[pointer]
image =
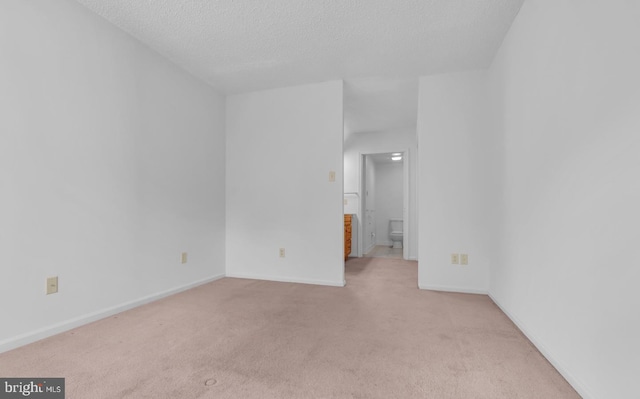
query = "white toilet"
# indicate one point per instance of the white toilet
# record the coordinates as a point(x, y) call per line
point(395, 232)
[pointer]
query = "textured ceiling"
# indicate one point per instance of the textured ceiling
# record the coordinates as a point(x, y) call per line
point(246, 45)
point(379, 47)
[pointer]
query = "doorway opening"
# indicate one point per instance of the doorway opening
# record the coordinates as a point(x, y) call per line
point(384, 205)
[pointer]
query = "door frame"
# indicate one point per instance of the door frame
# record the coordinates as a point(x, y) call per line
point(406, 213)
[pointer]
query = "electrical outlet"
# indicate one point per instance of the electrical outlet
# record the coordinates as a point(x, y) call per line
point(52, 285)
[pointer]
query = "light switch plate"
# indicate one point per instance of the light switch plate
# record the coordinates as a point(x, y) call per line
point(52, 285)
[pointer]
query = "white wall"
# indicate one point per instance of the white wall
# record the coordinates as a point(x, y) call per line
point(458, 182)
point(381, 142)
point(281, 145)
point(388, 198)
point(112, 164)
point(567, 87)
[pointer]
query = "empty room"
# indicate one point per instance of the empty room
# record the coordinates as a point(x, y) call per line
point(320, 199)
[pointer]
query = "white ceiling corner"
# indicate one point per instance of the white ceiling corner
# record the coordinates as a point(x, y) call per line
point(379, 47)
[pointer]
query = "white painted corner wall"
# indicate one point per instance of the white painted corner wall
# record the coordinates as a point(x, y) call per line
point(566, 88)
point(281, 146)
point(111, 162)
point(458, 182)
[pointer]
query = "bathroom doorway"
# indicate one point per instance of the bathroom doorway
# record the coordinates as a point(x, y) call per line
point(384, 181)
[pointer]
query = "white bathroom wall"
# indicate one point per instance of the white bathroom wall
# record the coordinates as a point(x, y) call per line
point(112, 164)
point(388, 198)
point(459, 182)
point(381, 142)
point(281, 146)
point(567, 92)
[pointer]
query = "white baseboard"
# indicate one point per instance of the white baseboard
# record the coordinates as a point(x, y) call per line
point(67, 325)
point(287, 279)
point(575, 383)
point(461, 290)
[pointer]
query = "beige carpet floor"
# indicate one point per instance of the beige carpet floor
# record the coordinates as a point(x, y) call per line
point(378, 337)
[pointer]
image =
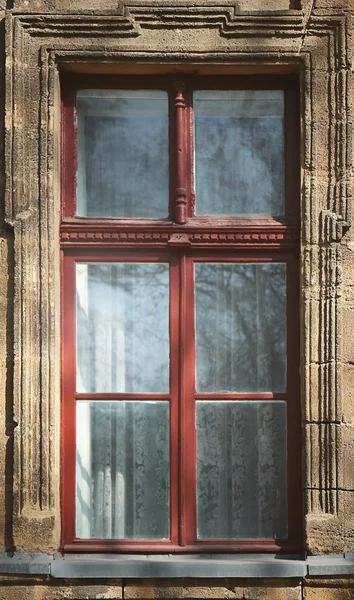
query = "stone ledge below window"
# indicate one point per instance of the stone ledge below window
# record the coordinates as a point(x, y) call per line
point(94, 566)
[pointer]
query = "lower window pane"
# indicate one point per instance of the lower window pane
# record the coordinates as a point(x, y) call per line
point(241, 469)
point(122, 470)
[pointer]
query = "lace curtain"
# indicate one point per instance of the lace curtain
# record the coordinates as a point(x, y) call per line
point(123, 446)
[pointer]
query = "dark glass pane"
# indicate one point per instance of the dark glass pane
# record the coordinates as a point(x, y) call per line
point(122, 327)
point(122, 470)
point(239, 152)
point(241, 470)
point(240, 327)
point(122, 153)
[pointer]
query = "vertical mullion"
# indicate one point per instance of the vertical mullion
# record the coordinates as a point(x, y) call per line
point(174, 392)
point(68, 356)
point(293, 404)
point(180, 195)
point(187, 405)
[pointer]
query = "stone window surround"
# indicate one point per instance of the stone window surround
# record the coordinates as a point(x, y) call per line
point(317, 49)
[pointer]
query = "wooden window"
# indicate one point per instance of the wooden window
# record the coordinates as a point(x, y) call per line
point(180, 387)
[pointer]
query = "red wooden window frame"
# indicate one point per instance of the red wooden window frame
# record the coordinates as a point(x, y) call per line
point(180, 239)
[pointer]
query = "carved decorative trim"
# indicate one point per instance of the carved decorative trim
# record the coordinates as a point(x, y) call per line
point(78, 25)
point(195, 238)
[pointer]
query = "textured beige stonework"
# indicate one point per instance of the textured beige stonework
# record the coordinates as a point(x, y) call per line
point(229, 589)
point(341, 589)
point(69, 591)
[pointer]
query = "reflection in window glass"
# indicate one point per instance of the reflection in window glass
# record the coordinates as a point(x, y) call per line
point(122, 470)
point(122, 327)
point(241, 469)
point(240, 327)
point(239, 152)
point(122, 153)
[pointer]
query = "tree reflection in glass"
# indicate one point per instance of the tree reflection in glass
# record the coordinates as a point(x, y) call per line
point(240, 327)
point(239, 152)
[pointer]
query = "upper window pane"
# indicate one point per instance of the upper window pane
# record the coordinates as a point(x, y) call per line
point(122, 153)
point(239, 152)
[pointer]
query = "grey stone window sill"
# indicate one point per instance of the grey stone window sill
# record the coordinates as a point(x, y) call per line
point(91, 566)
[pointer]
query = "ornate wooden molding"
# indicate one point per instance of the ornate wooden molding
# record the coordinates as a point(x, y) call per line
point(74, 237)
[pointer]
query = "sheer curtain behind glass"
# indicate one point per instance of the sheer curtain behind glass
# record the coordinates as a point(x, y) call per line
point(122, 446)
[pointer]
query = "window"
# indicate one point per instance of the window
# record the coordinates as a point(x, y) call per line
point(179, 234)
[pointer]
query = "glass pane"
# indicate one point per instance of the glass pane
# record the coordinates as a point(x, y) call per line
point(122, 327)
point(122, 153)
point(240, 327)
point(241, 470)
point(122, 470)
point(239, 149)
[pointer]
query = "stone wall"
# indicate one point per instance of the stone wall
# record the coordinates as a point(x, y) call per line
point(46, 37)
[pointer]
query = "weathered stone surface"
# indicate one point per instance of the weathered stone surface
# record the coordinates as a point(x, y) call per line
point(348, 393)
point(69, 591)
point(324, 593)
point(348, 457)
point(220, 590)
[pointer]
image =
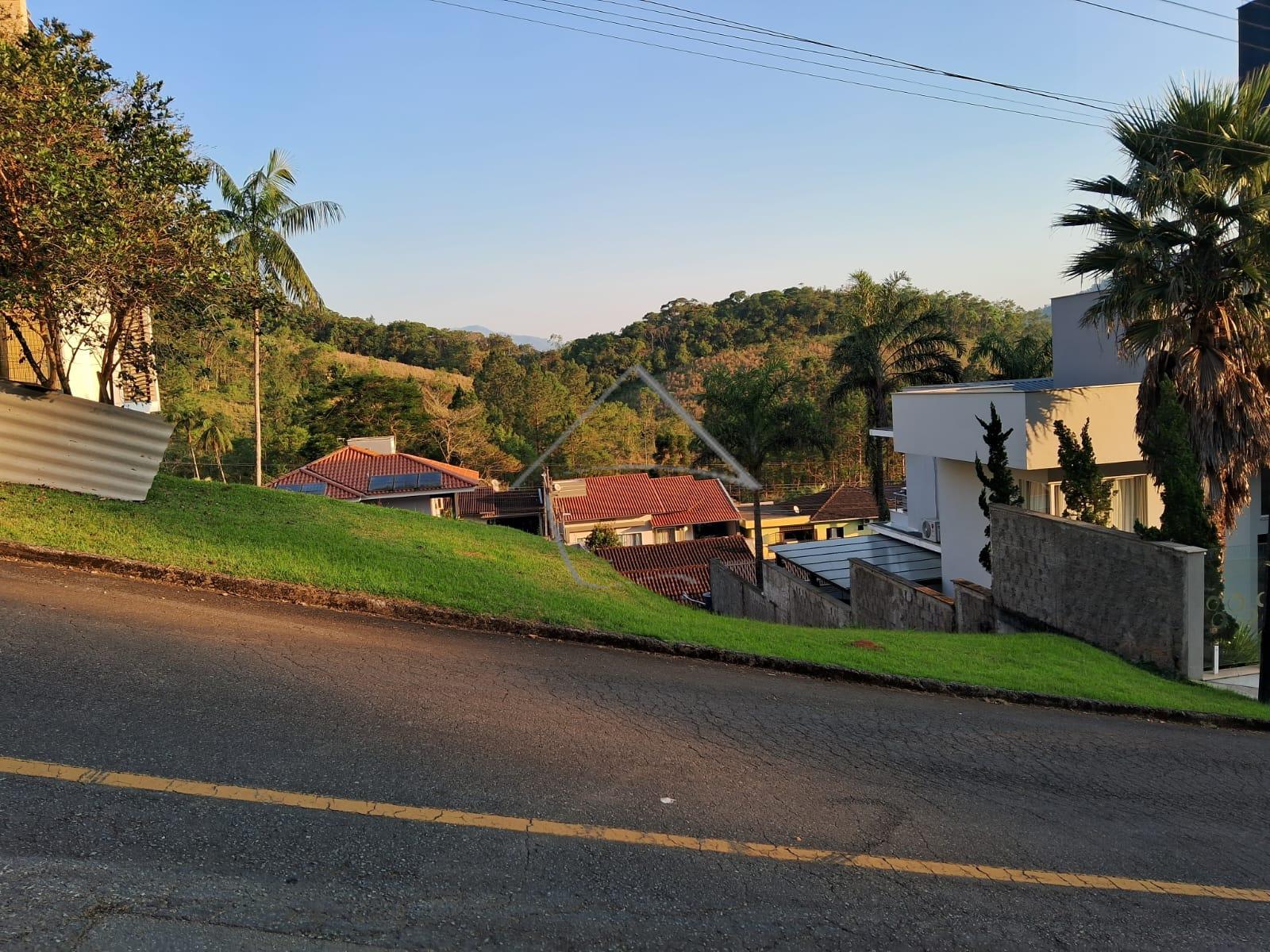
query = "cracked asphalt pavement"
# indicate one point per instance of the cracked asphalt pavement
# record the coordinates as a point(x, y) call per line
point(129, 676)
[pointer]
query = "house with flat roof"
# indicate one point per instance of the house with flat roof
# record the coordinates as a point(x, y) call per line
point(643, 511)
point(371, 470)
point(937, 429)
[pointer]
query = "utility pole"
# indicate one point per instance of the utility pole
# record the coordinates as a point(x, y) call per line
point(1254, 55)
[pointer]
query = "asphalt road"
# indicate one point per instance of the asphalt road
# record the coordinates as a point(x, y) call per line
point(124, 676)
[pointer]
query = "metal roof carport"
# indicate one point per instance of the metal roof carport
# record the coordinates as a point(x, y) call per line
point(829, 562)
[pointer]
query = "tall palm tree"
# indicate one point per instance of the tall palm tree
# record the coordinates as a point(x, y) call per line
point(895, 340)
point(258, 219)
point(1181, 253)
point(1015, 359)
point(216, 438)
point(757, 414)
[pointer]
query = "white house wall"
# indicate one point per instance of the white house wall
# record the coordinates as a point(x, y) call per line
point(962, 524)
point(1086, 355)
point(921, 486)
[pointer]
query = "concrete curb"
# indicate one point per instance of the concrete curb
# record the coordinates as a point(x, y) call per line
point(421, 613)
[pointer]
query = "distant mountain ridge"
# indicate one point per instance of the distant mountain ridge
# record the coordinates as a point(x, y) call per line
point(527, 340)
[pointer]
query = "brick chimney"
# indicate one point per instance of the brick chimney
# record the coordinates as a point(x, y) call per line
point(14, 19)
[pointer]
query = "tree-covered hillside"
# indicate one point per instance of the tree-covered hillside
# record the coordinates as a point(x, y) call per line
point(484, 401)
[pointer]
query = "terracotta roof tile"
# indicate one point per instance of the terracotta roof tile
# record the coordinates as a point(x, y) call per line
point(670, 501)
point(673, 555)
point(352, 467)
point(679, 569)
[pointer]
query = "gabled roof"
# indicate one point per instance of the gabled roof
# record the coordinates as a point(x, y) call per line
point(347, 474)
point(677, 570)
point(668, 501)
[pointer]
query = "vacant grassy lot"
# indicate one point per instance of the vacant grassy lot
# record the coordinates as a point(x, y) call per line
point(289, 537)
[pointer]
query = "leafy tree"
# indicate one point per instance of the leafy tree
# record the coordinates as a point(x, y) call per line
point(602, 537)
point(1181, 253)
point(1086, 495)
point(895, 340)
point(258, 219)
point(1015, 359)
point(759, 414)
point(999, 479)
point(364, 405)
point(461, 435)
point(1187, 518)
point(101, 211)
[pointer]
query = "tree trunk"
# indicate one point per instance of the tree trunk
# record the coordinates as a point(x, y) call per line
point(876, 454)
point(256, 393)
point(759, 537)
point(194, 456)
point(878, 467)
point(1263, 681)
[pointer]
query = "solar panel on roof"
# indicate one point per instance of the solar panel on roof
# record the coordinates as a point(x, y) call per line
point(317, 489)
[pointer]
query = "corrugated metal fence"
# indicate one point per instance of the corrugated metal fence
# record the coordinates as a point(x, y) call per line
point(64, 442)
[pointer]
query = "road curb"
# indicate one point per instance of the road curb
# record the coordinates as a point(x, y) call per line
point(400, 609)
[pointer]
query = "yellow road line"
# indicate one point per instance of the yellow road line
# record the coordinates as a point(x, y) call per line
point(616, 835)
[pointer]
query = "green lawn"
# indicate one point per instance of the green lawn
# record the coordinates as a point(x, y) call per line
point(290, 537)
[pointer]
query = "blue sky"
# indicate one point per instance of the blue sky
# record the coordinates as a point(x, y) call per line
point(537, 181)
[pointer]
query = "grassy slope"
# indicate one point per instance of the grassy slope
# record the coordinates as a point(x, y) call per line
point(444, 380)
point(270, 535)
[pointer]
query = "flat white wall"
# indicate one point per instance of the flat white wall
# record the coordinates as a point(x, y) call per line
point(921, 484)
point(960, 524)
point(1086, 355)
point(1241, 564)
point(945, 423)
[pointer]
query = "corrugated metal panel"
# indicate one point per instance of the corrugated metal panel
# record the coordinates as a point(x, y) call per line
point(64, 442)
point(831, 559)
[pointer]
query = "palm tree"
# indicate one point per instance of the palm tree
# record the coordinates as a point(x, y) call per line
point(188, 422)
point(757, 414)
point(216, 438)
point(1015, 359)
point(258, 219)
point(1181, 253)
point(895, 340)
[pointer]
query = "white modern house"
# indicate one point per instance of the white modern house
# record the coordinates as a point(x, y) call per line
point(937, 431)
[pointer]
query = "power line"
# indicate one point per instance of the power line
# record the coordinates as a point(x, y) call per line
point(760, 65)
point(1231, 145)
point(1168, 23)
point(780, 56)
point(873, 57)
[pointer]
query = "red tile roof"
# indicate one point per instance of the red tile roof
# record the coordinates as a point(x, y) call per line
point(673, 555)
point(670, 501)
point(347, 473)
point(679, 570)
point(488, 503)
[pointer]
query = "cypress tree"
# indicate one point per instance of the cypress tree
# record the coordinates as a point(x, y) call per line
point(1187, 518)
point(999, 482)
point(1086, 497)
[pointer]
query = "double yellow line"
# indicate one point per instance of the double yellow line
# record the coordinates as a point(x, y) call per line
point(616, 835)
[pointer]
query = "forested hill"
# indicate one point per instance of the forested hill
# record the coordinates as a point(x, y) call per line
point(672, 338)
point(492, 404)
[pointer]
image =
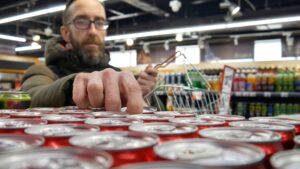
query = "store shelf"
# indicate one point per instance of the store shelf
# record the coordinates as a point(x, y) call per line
point(267, 94)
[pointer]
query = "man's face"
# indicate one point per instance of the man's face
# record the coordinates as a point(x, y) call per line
point(88, 43)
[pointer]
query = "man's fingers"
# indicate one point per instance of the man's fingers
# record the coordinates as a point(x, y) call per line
point(79, 90)
point(132, 90)
point(95, 90)
point(111, 90)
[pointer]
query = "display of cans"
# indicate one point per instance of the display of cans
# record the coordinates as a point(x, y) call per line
point(113, 124)
point(213, 153)
point(286, 160)
point(176, 114)
point(226, 118)
point(201, 123)
point(166, 131)
point(125, 147)
point(13, 143)
point(57, 135)
point(289, 121)
point(57, 158)
point(286, 131)
point(109, 114)
point(163, 165)
point(17, 125)
point(149, 118)
point(268, 141)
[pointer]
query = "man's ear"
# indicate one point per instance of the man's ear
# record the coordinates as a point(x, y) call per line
point(65, 33)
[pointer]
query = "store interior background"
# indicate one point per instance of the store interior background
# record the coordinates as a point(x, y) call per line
point(258, 35)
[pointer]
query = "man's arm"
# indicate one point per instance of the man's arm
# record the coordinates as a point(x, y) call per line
point(45, 88)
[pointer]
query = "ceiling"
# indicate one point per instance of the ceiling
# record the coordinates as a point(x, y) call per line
point(130, 16)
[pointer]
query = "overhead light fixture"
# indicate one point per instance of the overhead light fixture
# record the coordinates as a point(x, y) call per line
point(206, 28)
point(12, 38)
point(54, 9)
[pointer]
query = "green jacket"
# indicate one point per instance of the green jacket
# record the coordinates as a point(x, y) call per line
point(50, 85)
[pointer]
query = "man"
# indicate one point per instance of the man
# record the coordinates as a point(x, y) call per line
point(77, 70)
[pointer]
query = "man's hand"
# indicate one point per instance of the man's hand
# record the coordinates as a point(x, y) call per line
point(109, 89)
point(147, 79)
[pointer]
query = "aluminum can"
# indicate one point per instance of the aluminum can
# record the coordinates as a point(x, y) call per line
point(15, 142)
point(226, 118)
point(201, 123)
point(57, 135)
point(66, 158)
point(112, 124)
point(176, 114)
point(212, 153)
point(150, 118)
point(17, 125)
point(286, 131)
point(125, 147)
point(289, 121)
point(166, 131)
point(286, 160)
point(14, 100)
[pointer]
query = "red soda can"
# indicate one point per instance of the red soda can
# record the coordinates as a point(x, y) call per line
point(63, 119)
point(65, 158)
point(112, 124)
point(57, 135)
point(212, 153)
point(286, 131)
point(15, 142)
point(166, 131)
point(289, 121)
point(176, 114)
point(125, 147)
point(27, 114)
point(109, 114)
point(164, 165)
point(226, 118)
point(286, 160)
point(201, 123)
point(268, 141)
point(17, 126)
point(150, 118)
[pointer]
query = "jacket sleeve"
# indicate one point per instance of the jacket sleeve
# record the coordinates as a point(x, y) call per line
point(45, 88)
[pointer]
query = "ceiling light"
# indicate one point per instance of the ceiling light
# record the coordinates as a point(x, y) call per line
point(179, 37)
point(129, 42)
point(36, 38)
point(12, 38)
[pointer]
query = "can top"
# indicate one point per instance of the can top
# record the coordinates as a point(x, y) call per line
point(109, 114)
point(57, 158)
point(262, 125)
point(198, 121)
point(214, 153)
point(223, 117)
point(61, 117)
point(19, 123)
point(286, 159)
point(61, 130)
point(115, 141)
point(276, 120)
point(112, 121)
point(150, 117)
point(13, 142)
point(174, 113)
point(162, 165)
point(163, 128)
point(249, 135)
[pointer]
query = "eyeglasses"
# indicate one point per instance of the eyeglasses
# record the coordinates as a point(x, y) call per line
point(84, 24)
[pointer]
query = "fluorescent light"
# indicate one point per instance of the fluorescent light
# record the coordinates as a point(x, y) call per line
point(33, 14)
point(28, 48)
point(12, 38)
point(205, 28)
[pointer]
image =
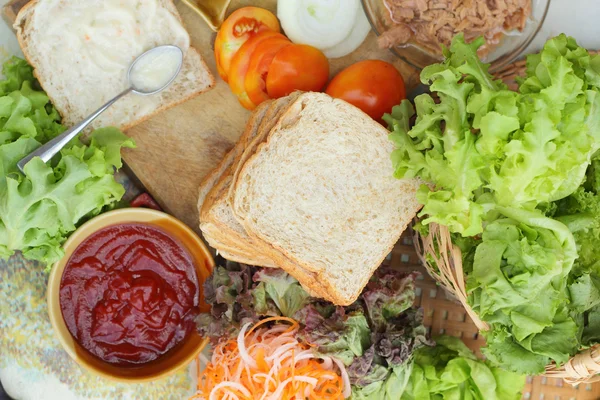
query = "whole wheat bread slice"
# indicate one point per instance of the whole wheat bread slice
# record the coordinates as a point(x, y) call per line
point(81, 50)
point(218, 223)
point(211, 179)
point(321, 191)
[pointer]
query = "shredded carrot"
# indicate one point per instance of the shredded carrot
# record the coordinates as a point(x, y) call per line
point(269, 363)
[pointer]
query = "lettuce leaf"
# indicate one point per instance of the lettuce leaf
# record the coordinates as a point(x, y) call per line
point(518, 284)
point(40, 209)
point(481, 145)
point(451, 371)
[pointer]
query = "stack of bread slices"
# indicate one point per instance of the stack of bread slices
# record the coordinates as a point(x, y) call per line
point(309, 188)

Your objective:
Return exactly the lines of the listing that run from the one containing "# indicate one point per instance of the whole" through the last, and no others.

Solved problem:
# indicate one point per instance of the whole wheat bread slice
# record the coordinates as a point(x, y) call per line
point(81, 50)
point(218, 223)
point(211, 179)
point(321, 191)
[pointer]
query = "shredded carrot"
# indicate one point per instance of the shredded carrot
# record the coordinates as a point(x, y) call per line
point(269, 363)
[pointer]
query = "lettuce leaf"
# indicate one point per instance of the lettuce leaf
# record the coordinates as a point(x, y) call per line
point(518, 284)
point(40, 209)
point(481, 145)
point(451, 371)
[pointer]
query = "stack of bread slices"
# indicate one point per instance of the stack of bread slices
# record the coordinates as a point(x, y) call per line
point(309, 188)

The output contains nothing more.